WHAT YOU ARE ASKED TO DO: Copy out every one of the records below word for word, leaving the pictures out.

(Detection examples)

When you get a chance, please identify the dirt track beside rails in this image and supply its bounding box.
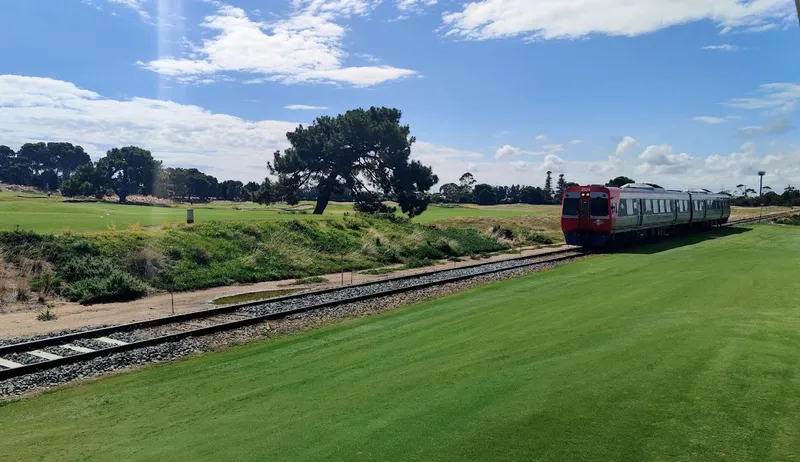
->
[0,246,566,338]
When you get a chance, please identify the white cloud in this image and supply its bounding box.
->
[724,82,800,112]
[395,0,437,11]
[542,144,566,154]
[636,144,693,175]
[0,75,296,180]
[283,104,328,111]
[703,43,740,51]
[617,136,639,156]
[692,116,726,124]
[6,75,800,190]
[108,0,152,22]
[494,144,522,159]
[443,0,794,40]
[736,117,795,138]
[139,0,416,87]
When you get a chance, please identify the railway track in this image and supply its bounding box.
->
[0,210,797,382]
[0,249,586,381]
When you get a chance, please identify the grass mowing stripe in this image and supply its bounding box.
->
[0,226,800,461]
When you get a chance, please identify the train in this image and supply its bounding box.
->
[561,183,731,248]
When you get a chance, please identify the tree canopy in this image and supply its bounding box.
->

ANSWER FOR THE TASK:
When you get a chance, please identify the dirt track beside rails in this image and supply its bounding box.
->
[0,246,566,338]
When you get a chance, please identify the white cloud in this image and supply its bounding box.
->
[724,82,800,112]
[395,0,437,11]
[542,144,566,154]
[636,144,693,175]
[0,75,296,180]
[283,104,328,111]
[703,43,740,51]
[617,136,639,156]
[692,116,726,124]
[6,75,800,190]
[108,0,152,22]
[494,144,522,159]
[443,0,794,40]
[736,117,795,138]
[139,0,416,87]
When you get a chance, please identify the railway track in this image and supply its bounding box.
->
[0,210,797,382]
[0,249,586,381]
When you get a chance, please identify the grass mowing stripe in this image and supply its bounding box.
->
[0,226,800,461]
When you get a chance, please identify the train in this image and supply its bounding box.
->
[561,183,731,248]
When you get a chance, please identify the tree canopy in this image and supply its bounding box.
->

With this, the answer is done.